(Object point labels)

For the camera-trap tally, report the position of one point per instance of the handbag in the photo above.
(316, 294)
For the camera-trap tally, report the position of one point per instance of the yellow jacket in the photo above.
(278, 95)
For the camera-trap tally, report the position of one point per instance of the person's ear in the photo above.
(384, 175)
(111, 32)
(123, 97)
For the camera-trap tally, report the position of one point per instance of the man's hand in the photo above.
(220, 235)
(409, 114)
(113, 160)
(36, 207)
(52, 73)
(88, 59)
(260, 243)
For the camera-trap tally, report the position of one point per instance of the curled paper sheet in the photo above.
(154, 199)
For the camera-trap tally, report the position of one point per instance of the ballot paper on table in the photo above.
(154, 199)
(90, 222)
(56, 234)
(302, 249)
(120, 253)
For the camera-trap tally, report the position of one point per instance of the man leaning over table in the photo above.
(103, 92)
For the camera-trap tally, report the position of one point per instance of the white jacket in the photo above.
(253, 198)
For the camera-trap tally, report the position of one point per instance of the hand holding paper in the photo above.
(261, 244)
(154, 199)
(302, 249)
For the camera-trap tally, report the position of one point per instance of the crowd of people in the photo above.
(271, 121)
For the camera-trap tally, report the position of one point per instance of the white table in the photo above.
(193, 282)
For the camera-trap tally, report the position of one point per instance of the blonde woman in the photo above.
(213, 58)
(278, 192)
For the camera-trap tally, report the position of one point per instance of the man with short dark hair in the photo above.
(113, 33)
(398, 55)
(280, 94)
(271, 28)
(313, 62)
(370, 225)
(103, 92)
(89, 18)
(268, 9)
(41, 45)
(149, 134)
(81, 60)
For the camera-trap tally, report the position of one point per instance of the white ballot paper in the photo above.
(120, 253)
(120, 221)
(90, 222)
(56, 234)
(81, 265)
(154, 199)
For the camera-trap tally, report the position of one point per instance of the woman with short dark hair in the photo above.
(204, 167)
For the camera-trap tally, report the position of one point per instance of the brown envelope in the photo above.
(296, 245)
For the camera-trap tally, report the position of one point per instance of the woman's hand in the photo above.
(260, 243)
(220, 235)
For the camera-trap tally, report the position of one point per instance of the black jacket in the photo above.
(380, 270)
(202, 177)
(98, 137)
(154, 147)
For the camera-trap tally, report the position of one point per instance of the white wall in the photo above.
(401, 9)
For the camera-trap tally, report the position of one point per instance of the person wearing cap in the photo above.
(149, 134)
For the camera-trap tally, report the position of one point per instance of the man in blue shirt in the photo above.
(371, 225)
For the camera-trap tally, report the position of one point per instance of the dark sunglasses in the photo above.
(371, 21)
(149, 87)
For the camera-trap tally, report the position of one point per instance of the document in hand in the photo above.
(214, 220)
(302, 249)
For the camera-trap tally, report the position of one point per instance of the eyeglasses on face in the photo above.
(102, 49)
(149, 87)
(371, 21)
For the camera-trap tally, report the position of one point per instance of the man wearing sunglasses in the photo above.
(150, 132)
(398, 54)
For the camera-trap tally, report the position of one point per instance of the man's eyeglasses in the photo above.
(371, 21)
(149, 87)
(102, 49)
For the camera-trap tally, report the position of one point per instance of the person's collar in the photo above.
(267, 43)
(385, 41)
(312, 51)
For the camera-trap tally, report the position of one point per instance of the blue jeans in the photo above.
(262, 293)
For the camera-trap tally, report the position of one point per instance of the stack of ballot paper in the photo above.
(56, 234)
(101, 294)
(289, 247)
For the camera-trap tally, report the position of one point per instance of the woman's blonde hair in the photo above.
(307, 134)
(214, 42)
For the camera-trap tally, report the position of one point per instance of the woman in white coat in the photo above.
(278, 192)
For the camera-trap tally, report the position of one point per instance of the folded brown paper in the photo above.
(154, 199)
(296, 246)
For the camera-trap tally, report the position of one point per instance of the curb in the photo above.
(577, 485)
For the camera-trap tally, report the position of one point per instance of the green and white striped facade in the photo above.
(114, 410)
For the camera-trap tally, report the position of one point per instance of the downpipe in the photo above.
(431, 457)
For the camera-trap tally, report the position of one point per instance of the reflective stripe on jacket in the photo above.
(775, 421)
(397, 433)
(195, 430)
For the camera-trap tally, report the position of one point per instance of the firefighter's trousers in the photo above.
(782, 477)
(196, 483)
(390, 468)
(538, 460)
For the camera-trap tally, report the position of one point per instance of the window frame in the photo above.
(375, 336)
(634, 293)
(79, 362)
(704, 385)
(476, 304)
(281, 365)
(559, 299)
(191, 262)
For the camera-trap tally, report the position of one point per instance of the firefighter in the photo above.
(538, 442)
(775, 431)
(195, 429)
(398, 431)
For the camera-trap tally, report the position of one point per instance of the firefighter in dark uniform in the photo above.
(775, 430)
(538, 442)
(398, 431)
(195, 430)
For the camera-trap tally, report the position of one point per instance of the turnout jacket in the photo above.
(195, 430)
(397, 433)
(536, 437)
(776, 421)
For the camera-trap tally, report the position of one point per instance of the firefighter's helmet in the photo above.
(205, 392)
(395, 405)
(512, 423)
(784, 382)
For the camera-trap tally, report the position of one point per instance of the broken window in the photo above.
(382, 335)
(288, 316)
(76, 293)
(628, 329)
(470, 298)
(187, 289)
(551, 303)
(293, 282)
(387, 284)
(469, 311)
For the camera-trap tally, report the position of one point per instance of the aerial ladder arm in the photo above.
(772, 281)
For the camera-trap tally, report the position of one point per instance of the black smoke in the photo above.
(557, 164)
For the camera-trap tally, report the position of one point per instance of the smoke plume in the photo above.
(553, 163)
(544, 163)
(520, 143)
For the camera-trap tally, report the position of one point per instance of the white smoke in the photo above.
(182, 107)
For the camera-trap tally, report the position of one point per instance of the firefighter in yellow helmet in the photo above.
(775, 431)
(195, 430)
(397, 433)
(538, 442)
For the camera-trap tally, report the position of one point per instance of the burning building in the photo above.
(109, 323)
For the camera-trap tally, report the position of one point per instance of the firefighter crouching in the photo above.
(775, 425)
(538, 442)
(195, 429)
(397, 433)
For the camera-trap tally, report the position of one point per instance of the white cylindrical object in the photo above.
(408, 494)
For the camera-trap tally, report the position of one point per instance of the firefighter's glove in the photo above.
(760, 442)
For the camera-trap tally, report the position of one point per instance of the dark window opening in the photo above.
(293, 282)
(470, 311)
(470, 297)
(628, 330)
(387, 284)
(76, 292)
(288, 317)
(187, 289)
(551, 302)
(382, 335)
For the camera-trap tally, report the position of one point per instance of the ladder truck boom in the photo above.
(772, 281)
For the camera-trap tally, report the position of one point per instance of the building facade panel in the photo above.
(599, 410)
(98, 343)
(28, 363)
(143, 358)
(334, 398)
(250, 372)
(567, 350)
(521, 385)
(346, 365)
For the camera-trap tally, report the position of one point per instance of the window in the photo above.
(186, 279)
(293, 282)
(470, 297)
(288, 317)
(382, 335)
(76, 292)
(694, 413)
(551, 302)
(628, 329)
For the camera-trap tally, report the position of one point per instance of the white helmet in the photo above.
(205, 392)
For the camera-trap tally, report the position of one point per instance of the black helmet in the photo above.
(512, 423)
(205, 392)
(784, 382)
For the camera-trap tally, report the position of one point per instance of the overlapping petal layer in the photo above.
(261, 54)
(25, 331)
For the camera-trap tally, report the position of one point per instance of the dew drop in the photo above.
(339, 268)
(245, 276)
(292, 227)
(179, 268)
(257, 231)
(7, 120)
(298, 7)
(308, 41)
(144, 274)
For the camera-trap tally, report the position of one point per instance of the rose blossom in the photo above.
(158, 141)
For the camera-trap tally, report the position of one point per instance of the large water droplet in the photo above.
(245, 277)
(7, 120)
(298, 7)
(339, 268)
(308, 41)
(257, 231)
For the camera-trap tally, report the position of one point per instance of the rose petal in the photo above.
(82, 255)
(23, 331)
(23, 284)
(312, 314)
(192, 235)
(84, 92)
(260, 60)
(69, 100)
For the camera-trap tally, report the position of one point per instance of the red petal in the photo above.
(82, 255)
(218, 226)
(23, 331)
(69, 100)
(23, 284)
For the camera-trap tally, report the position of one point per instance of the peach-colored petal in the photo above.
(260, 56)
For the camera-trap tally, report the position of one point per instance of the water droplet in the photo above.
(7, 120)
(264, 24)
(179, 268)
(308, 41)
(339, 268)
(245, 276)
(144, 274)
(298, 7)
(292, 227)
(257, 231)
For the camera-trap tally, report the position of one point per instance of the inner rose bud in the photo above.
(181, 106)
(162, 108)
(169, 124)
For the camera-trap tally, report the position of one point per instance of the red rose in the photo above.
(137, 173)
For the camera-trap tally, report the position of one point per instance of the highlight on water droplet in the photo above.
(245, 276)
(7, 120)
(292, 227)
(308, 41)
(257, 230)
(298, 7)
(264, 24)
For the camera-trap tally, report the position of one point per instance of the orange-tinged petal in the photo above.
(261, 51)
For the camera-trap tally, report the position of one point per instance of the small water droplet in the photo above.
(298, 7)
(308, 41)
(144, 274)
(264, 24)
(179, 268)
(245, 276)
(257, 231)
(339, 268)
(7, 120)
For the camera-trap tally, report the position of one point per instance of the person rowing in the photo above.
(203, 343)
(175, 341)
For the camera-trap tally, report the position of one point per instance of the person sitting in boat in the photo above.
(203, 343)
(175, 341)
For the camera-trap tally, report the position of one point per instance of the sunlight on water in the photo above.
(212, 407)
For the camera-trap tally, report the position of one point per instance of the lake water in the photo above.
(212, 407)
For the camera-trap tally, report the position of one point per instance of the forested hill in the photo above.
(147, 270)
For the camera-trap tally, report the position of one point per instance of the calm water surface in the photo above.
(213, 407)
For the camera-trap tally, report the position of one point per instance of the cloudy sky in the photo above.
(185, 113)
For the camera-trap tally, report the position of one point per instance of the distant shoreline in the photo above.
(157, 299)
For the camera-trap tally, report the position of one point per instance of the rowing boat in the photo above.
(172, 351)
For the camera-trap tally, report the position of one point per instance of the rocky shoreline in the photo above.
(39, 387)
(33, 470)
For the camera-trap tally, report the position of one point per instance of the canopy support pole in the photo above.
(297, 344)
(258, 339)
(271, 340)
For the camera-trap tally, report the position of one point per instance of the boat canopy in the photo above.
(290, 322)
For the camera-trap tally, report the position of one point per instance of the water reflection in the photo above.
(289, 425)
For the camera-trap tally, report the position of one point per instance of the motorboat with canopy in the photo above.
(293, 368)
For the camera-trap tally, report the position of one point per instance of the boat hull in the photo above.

● **Problem details**: Copy the entries above exactly as they appear, starting with the line containing "rowing boat in the photo above." and going on through the final line of the entries.

● **Result of the exercise**:
For the camera-trap tally, report the position of one point per instance of the rowing boat in the photo above.
(172, 351)
For the camera-trap tally, report the position of one point per instance of the rocky shoreline in the photo above.
(39, 387)
(33, 470)
For the camera-trap tally, report the position of one point per instance of the canopy support pole in the photo above.
(297, 344)
(258, 339)
(271, 340)
For the camera-trap tally, report the position of one point per instance of the boat canopy in the photo above.
(290, 322)
For the camera-trap tally, report the position of one point per instance of the water reflection in the photo above.
(289, 425)
For the camera-trap tally, report the position of one point per instance of the motorboat with canopy in the photo above.
(293, 368)
For the camera-trap tally, report the position of one point per instance of the boat hull in the photo above.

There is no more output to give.